Raw records:
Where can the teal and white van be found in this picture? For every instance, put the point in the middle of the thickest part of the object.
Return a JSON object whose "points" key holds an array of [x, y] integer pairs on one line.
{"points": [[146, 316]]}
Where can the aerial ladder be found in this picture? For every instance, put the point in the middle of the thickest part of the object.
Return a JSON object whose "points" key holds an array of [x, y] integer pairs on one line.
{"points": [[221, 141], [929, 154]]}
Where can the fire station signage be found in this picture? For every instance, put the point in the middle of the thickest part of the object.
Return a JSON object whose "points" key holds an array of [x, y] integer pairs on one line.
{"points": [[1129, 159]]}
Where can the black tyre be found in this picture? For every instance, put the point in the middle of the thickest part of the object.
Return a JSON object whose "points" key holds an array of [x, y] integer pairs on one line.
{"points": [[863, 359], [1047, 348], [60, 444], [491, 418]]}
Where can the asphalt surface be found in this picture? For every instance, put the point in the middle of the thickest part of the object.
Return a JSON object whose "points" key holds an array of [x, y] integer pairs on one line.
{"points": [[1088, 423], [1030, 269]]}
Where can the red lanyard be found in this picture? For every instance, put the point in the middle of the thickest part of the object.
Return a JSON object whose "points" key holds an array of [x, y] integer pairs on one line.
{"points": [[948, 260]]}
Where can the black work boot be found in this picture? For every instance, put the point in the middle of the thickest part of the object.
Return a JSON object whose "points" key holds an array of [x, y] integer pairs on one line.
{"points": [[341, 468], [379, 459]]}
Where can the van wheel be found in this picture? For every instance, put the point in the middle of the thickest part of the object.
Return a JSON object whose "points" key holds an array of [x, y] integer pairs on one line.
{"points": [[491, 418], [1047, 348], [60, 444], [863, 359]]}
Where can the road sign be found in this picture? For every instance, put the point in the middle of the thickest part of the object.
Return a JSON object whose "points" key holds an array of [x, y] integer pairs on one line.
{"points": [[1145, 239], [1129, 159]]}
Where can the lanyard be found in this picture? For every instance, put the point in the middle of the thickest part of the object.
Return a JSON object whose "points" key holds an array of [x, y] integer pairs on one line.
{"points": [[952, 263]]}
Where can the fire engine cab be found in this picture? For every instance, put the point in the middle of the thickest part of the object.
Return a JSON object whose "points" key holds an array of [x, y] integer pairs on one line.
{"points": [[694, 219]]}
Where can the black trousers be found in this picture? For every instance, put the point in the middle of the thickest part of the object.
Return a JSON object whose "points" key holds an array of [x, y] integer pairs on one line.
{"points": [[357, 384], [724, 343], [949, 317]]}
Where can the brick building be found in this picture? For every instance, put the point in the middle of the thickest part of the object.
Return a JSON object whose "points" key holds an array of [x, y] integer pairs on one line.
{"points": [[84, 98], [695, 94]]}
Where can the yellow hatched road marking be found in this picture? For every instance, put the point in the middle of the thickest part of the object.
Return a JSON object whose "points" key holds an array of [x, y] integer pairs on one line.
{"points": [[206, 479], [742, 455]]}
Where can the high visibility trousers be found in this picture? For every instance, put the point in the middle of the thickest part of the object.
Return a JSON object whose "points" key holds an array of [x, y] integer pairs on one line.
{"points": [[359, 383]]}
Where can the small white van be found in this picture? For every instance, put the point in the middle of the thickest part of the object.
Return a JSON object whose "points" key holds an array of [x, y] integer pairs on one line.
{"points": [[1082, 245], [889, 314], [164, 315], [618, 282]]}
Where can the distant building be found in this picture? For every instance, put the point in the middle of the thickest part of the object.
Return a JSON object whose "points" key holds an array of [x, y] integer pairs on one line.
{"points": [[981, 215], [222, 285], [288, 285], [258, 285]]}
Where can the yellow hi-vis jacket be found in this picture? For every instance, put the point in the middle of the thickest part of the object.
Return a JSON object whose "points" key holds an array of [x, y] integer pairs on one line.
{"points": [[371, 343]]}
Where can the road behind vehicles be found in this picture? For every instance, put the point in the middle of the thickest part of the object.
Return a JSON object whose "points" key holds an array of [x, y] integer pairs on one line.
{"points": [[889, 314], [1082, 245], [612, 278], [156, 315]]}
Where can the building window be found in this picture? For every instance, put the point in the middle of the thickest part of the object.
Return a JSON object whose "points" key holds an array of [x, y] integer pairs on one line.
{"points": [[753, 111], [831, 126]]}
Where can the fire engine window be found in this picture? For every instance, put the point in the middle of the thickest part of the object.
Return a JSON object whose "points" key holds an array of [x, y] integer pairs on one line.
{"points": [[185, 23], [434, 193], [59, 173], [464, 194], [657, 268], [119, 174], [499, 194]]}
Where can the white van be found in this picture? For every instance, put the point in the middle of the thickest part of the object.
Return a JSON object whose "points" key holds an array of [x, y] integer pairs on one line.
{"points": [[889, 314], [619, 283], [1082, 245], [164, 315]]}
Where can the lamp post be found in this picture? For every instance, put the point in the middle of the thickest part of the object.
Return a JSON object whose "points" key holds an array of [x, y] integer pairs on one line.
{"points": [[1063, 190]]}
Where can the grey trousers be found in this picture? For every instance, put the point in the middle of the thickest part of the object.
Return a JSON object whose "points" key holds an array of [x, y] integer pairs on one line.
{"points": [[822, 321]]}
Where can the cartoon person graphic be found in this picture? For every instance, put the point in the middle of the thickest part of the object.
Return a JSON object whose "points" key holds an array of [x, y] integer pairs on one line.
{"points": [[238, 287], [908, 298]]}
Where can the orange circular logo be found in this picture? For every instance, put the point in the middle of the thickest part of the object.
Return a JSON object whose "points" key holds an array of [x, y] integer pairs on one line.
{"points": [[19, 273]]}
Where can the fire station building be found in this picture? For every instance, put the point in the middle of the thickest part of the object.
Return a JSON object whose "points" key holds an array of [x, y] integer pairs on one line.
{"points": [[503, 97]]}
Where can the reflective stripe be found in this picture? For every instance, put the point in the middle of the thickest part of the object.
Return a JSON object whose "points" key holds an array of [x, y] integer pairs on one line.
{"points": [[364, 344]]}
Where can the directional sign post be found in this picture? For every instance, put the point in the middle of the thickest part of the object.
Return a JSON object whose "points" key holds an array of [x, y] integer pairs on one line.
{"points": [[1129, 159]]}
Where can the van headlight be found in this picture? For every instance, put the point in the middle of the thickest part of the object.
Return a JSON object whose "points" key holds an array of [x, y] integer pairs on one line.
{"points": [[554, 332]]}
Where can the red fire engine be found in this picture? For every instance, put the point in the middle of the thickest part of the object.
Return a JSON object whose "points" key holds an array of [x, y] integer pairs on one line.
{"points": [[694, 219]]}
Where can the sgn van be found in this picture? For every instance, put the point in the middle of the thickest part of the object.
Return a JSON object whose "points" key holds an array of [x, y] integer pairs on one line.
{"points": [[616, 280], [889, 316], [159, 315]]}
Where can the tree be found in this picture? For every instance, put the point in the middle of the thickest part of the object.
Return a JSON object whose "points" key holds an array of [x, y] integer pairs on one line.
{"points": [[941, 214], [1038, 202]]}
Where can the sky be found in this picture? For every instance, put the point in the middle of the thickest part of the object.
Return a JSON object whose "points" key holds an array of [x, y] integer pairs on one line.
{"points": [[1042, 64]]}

**Exercise prompt:** Show the data once more, exactly as it was written.

**Written solution:**
Where can the teal and white van be found in this picture? For every instance, put the point in the middle of the thickest part of the object.
Return a JSON object whose "points" key holds an array of [x, y] integer pairs on one line.
{"points": [[146, 316]]}
Where can the aerial ladder be found in this picture? For every instance, put the point in the middle of the thickest part of the object.
Return a JSON object whose "points" key holds an array of [x, y] integer pairs on one line.
{"points": [[221, 141], [929, 154]]}
Where can the fire station signage be found in this picture? For every instance, put the point in the middle of the thickest part of the object.
Return a JSON object whose "points" key holds an array of [x, y] integer pairs on one line.
{"points": [[1129, 159]]}
Where can the black tyre be found in this picture? For every instance, put the point in the middle of the thickest part of the object.
Return a JSON object whose "points" key holds an array of [x, y] integer pairs on one line.
{"points": [[863, 359], [1047, 348], [60, 444], [491, 418]]}
Where can the asphalt surface be found in this picture? For every instance, put the point in the middle of the thickest part of the object.
Return a JSON object whose "points" key holds an array of [x, y] integer pairs on one line.
{"points": [[1088, 423], [1030, 269]]}
Where can the red lanyard be found in this picture? For every instance, put the point in the middle of the thickest part of the object.
Return a JSON object whose "points" key holds an array of [x, y] integer pairs on one line.
{"points": [[948, 260]]}
Where can the black work boot be found in this picture? For every instance, put the point in the middle of the thickest part of the object.
Return a JSON object whose "points" key holds an array of [x, y] integer pairs on one line.
{"points": [[341, 468], [379, 459]]}
Where can the van wheel be found in this picture? For every instance, put the point in the middle of the thickest part of the object.
Return a JSON object whose "points" key holds an array of [x, y] integer pairs on one line.
{"points": [[491, 418], [1047, 348], [60, 444], [863, 359]]}
Where can the road sign be found in this picture? For every instance, put the point in the middle of the thickest part of the object.
Return a JSON object whose "points" key holds an array of [x, y] integer pairs on one line.
{"points": [[1145, 239], [1129, 159]]}
Where can the lanyard be found in this picture? For every instance, put the point in the middle of the thickest part of the object.
Return a JSON object whose "points" key holds an array of [x, y] integer pairs on one line.
{"points": [[952, 263]]}
Where can the fire engine cab be found in this picture? For every instance, put the point in the middle of the thickest part of the object.
Return a JSON object whose "points" key holds an array of [x, y] integer pairs on one line.
{"points": [[694, 219]]}
Where can the black trousers be found in this picture? For every instance, put the point in the middle of the thickest part of the object.
Return a JSON object whose "points" key holds an array of [x, y] integer pairs on one line.
{"points": [[357, 384], [724, 343], [949, 317]]}
Where can the brick building be found in this picture? For every instance, put the point in the middle of the thickest part of the object.
Return a JSON object whose "points" key holds an array of [x, y] integer pairs on one line.
{"points": [[84, 98], [695, 94]]}
Where can the yellow hatched road marking be found in this picture? For every instance, put the point in the middle of the thickest part of the object.
Return a JSON object whose "points" key holds an array of [x, y] integer pairs on one line.
{"points": [[206, 479], [742, 455]]}
Where can the high visibility trousers be found in this picture? For every instance, put the point in the middle of the thickest part of the object.
Return a JSON object whose "points" key holds an array of [x, y] integer pairs on one line.
{"points": [[359, 383]]}
Where can the small white van be found in this picture? For every instance, put the point in the middle of the thickest part of the object.
Return a JSON object whose "points" key holds an array of [x, y] integer pairs on one line.
{"points": [[1082, 245], [889, 314], [164, 315], [618, 282]]}
Where can the distant building be found in this picture? For every instance, put the point in the middle of the thickest part of the object.
Return a JSON object whose "points" key holds an array of [x, y] integer pairs on one line.
{"points": [[981, 215], [222, 285], [288, 285], [258, 285]]}
Where can the yellow hi-vis jacket be found in this picture? For every instance, put the point in the middle of the thickest part of the object.
Return a JSON object whose "points" key holds an array of [x, y] integer pairs on one line.
{"points": [[371, 343]]}
Where can the road behind vehicles be found in this picture? For every instance, put the point in the middle of the thickest part of the object.
Return a JSON object whose "points" key holds an array of [x, y] integer pairs on one line.
{"points": [[889, 314], [1082, 245], [612, 278], [156, 315]]}
Where can the building window be found in this picture? For every instance, put the point in the middle of the thickest part of the object.
Return a JSON object whose "points" key holds an array of [x, y] integer pairs on one line.
{"points": [[753, 111], [831, 126]]}
Where can the fire engine window be found in this picture? For every instance, put the point in the middle of the thickest part of the object.
Return a JSON object whose "points" key holds an array of [x, y] integer pairs on one line.
{"points": [[185, 23], [434, 193], [59, 173], [464, 194], [657, 268], [119, 174], [499, 194]]}
Where can the white van be found in this picture? For every instance, put the point in the middle of the thickest part of the object.
Return a JSON object whose "points" key holds an array of [x, y] integer pairs on one line.
{"points": [[889, 314], [619, 283], [1082, 245], [164, 315]]}
Where can the lamp post be found in this picture? For every instance, put the point in the middle of the thickest part of the object.
Return a JSON object whose "points" key holds an array of [x, y] integer pairs on one line.
{"points": [[1063, 190]]}
Where can the grey trousers be found in this picture? For every instance, put the point in the middle of the thickest part of the object.
Return a JSON object whose "points" key holds an array of [x, y] integer pairs on one line.
{"points": [[822, 321]]}
Where can the cartoon person graphic be found in this picture? For every instance, put the point in the middle of the thickest part of the object.
Return a JSON object whose "points" key holds an array of [x, y] integer pairs on one line.
{"points": [[238, 287], [908, 298]]}
Where can the orange circular logo be found in this picture? For every instance, put the point in the middle of the thickest part of the object.
Return a JSON object whose "points" key holds an array of [x, y] integer pairs on one line.
{"points": [[19, 273]]}
Where can the fire station building be found in this picture? For every instance, put the point in the middle of the thickest part of the object.
Return a JSON object whose "points" key holds an array of [x, y] integer pairs on one line.
{"points": [[503, 97]]}
Where can the reflective stripe be found in this picture? For every instance, put the point in the middle of the thickest part of the object.
Return a JSON object whose "points" key holds an array of [x, y] integer pairs on one line.
{"points": [[364, 344]]}
Where can the directional sign post be found in this picture? For every instance, put the point in the middle of the thickest part of the object.
Return a JSON object whose "points" key holds an array of [x, y] integer pairs on one line.
{"points": [[1129, 159]]}
Where can the van headlight be found in this picture? For every instance, put the point in the middle of the thickest part of the object.
Return a JSON object whose "points" key holds an array of [x, y] integer pairs on one line.
{"points": [[554, 332]]}
Where can the red fire engine be found in this picture? For every instance, put the point in the middle of the thickest part of the object.
Return a JSON object whose "points" key holds an array of [x, y] integer pairs on one line.
{"points": [[694, 219]]}
Where can the sgn van be found in this picture? For every instance, put the point in the middle of the thickest part of the object.
Return a JSON object whose "points" key holds an array of [x, y] integer pairs on one line.
{"points": [[616, 280], [889, 316], [159, 315]]}
Where can the tree be found in this picture? For every instance, put the point in the middle of the thickest part of the object.
Return a JSON object whose "points" key holds an array of [x, y] integer pairs on one line.
{"points": [[941, 214], [1038, 202]]}
Where can the sky be found in this picture? For every instance, put the point in the middle of the thickest part of the object.
Return a JSON object whose "points" key holds an array of [x, y] integer pairs on one line.
{"points": [[1042, 64]]}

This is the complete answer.